Task statement
Reproduce every line of the data below verbatim, keeping the original order.

[Object pointing dataset rows]
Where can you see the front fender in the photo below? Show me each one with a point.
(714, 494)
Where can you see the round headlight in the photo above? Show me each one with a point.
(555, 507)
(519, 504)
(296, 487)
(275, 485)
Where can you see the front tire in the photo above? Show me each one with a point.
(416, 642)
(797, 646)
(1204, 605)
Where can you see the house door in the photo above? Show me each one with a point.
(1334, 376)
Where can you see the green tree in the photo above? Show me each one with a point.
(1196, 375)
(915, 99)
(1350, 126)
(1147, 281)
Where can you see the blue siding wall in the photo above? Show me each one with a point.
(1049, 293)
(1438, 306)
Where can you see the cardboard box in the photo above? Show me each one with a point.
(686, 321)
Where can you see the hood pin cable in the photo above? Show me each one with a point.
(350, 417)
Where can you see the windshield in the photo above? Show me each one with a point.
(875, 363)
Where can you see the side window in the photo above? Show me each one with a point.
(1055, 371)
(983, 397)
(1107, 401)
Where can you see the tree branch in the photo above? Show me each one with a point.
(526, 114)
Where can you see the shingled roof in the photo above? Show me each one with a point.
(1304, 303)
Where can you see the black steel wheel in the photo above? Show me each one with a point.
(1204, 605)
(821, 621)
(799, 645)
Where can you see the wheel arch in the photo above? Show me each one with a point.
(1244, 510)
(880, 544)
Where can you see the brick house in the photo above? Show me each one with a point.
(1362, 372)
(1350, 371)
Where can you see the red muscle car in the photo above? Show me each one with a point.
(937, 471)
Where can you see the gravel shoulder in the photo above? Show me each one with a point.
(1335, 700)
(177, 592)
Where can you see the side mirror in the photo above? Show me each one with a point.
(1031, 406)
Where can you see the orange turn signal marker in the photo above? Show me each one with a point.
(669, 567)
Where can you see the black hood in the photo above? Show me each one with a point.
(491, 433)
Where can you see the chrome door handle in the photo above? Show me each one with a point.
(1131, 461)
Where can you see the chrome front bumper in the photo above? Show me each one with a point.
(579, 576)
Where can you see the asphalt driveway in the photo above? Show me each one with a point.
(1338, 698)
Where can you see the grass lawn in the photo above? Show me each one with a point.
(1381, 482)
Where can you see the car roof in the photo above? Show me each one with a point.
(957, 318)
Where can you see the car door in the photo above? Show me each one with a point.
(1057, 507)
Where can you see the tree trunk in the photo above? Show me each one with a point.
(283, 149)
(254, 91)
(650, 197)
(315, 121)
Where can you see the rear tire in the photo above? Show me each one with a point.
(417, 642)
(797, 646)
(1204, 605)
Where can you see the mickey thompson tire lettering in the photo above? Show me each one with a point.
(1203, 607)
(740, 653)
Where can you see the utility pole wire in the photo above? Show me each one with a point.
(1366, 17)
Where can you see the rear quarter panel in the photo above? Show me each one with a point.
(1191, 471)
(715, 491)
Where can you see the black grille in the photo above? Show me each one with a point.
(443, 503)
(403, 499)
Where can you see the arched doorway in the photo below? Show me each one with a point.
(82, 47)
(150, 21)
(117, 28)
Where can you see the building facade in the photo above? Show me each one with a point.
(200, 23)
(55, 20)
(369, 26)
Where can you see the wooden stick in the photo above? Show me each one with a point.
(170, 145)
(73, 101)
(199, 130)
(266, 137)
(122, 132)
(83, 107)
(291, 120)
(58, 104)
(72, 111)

Exercise result
Where can you see the front fender in the photo below? Show me each one with a point.
(714, 494)
Where can you see the round headlight in the photo above? Show me each one with a point.
(555, 507)
(519, 504)
(296, 487)
(275, 485)
Where can you see the front tire in the photo above? Show me each one with a point.
(416, 642)
(797, 646)
(1204, 605)
Where can you see the house door in the photo above? Show me each one with a point.
(1334, 376)
Where can you see the green tree in the photo above? Show me each one with a point.
(1196, 375)
(915, 99)
(1350, 126)
(1147, 281)
Where can you see the blue siding wall in the photo above? Show me each one with a point.
(1049, 293)
(1438, 306)
Where can you see the cardboard box in the photo above? Show me each one with a point.
(686, 321)
Where can you see the hood pin cable in the photo above? Show me each one with a point.
(350, 417)
Where can you see the windshield in the photo above? Show me each one with a point.
(875, 363)
Where can you see the side window in the photo above? Show me each one with a point.
(1055, 371)
(983, 397)
(1107, 401)
Where can you see the tree branch in the photo above? Show me each one with a point.
(526, 114)
Where can you see the shingled roof in the photo above? Show me each one with a point.
(1304, 303)
Where can you see the black steel wheel in the photo above? Show me each one with a point.
(1204, 605)
(821, 621)
(799, 645)
Where can you see the wheel arch in the photo above? Show me each one with a point.
(1244, 510)
(880, 544)
Where can you see the brick house in the photo above? Show me each one with a point.
(1362, 372)
(1350, 371)
Where can you see the red muscle car in the photo above? Show me each one with a point.
(937, 471)
Where can you see the gravel shoulder in the photo above? Show me each one with a point.
(1335, 700)
(177, 592)
Where can you see the side mirror in the photo above? Show me each one with a point.
(1031, 406)
Where can you see the orange turn signal marker in the photo above? Show me each one with a point.
(669, 567)
Where can you see the black hood in the photo above? Show me each one with a point.
(491, 433)
Where can you see the chrome door handle in the photo above? Show me each one with a point.
(1131, 461)
Where can you see the chrome front bumper in the photo above? Show me each one with a point.
(579, 576)
Where can you see the asphalt driveway in the photo above? Show me each one with a point.
(1338, 698)
Where can you see the grass lawn in the photo above? Show me each one with a point.
(1381, 482)
Where can you see the car roof in the photo above? Show me each one with a point.
(957, 318)
Where can you see the car door in the photo above? Show me each one with a point.
(1057, 507)
Where can you see the tree trunk in the photo above? Show me each one with a point.
(283, 149)
(254, 91)
(650, 197)
(315, 121)
Where can you see the rear tire in the photo above? Show me each one with a point.
(417, 642)
(797, 646)
(1204, 605)
Where can you see the mickey thompson tire lettering in the photo above? Show me each one with a point.
(1203, 607)
(740, 653)
Where can you see the utility pole wire in the photo above? Show me each one with a point.
(1366, 17)
Where can you see the rear quarter panel in the photo above? Show me each one with a point.
(1191, 471)
(715, 491)
Where can you see the black grille in the photo above? Show me each one with a point.
(443, 503)
(403, 499)
Where can you see the arched doorway in the photo below? Show me each one with a point.
(82, 47)
(150, 21)
(117, 28)
Where can you see the building facade in the photo above? Show me each one with a point.
(200, 23)
(55, 20)
(369, 26)
Where can you see the wooden stick in the photo above? Show me each one with a point.
(170, 145)
(73, 101)
(199, 130)
(266, 137)
(122, 132)
(83, 107)
(291, 120)
(58, 104)
(72, 111)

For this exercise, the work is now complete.